* **Direction**: Copy each of the records below word for word, one line at a time.
►
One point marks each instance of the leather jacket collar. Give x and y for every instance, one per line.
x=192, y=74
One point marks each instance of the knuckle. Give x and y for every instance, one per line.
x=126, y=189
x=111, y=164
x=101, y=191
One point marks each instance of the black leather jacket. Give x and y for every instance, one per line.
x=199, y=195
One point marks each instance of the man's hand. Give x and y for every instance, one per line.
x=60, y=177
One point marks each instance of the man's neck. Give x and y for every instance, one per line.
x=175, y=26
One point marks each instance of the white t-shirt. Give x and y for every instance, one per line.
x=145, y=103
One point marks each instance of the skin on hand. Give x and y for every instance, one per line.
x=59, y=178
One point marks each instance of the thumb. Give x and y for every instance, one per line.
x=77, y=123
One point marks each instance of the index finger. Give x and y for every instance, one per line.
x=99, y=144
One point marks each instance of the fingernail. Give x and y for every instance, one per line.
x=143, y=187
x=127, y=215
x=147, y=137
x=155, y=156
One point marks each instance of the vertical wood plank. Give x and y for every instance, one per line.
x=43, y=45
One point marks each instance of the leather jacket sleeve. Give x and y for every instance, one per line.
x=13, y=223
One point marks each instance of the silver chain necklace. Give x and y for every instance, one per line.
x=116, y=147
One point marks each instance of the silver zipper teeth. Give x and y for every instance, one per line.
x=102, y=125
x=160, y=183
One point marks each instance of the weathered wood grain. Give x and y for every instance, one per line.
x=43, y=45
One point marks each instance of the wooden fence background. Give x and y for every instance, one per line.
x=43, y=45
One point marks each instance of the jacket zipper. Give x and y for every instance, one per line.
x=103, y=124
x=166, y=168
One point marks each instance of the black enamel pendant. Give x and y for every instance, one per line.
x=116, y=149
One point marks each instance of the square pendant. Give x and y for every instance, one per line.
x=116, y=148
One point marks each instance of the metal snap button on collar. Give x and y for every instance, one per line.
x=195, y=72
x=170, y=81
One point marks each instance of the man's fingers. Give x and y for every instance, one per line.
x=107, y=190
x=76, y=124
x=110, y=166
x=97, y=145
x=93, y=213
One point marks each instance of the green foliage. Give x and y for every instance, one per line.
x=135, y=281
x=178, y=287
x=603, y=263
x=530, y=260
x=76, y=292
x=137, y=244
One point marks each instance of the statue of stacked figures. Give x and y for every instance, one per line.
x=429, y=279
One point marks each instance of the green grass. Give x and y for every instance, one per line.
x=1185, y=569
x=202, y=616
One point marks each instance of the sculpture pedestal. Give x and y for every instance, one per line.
◄
* **Output**:
One point marks each instance of the leather jacket collar. Give x and y for every instance, one per line.
x=192, y=74
One point marks each instance of the knuckle. Give x and y for every instance, one per line.
x=126, y=189
x=111, y=164
x=101, y=191
One point marks each instance of the black leather jacket. Give x and y for every instance, one per line.
x=199, y=195
One point marks each instance of the man's hand. Give x and y for every instance, one per line.
x=60, y=177
One point marks each instance of the man's neck. Give x and y for every instance, one per line.
x=175, y=26
One point marks each instance of the white t-shirt. Give x and y for every instance, one per line.
x=145, y=103
One point marks each instance of the skin on hand. Give x and y for every instance, one per line.
x=59, y=178
One point marks each instance of the thumb. Give x and y for every instance, one per line.
x=77, y=123
One point marks each instance of the index finger. Give x and y for every instance, one per line.
x=99, y=144
One point marks each instance of the fingernail. Give x and y for every instance, one per line.
x=143, y=187
x=127, y=215
x=147, y=137
x=155, y=156
One point marks each instance of the vertical wood plank. Give x and y for every instance, one per line.
x=43, y=45
One point marks each instance of the leather jacket sleeve. Give x and y for every instance, one per line.
x=13, y=223
One point marks each instance of the silver chain necklace. Give x and y for every instance, one per line.
x=116, y=147
One point marks each instance of the silver zipper teeth. Give x and y for every instance, one per line.
x=102, y=125
x=160, y=183
One point marks each instance of the weathered wood grain. Give x and y for every instance, one per line.
x=43, y=45
One point marks each instance of the wooden fence background. Give x and y for every instance, one per line.
x=43, y=45
One point marks each instance of the jacket zipper. Give x and y for every instance, one per line.
x=103, y=124
x=166, y=168
One point marks each instance of the black enamel pendant. Give x and y for every instance, one per line.
x=116, y=149
One point marks each instance of the square pendant. Give x and y for every instance, one per line.
x=116, y=148
One point marks each instance of the metal snap button on collar. Give x and y for every instance, one per line.
x=195, y=72
x=170, y=81
One point marks each instance of the man's fingers. Give x and y for every instance, one per line.
x=107, y=190
x=76, y=124
x=110, y=166
x=97, y=145
x=93, y=213
One point marks each instance of the green foliage. Give x and y for every instance, one per line.
x=135, y=281
x=178, y=287
x=603, y=263
x=530, y=260
x=76, y=292
x=137, y=244
One point marks each instance of the statue of stacked figures. Give x and y for every instance, one per line.
x=429, y=279
One point marks each instance of the green grass. Give x and y for every instance, one per line.
x=1185, y=569
x=202, y=616
One point marks each instance of the sculpture pedestal. Give x and y for every instance, one per line.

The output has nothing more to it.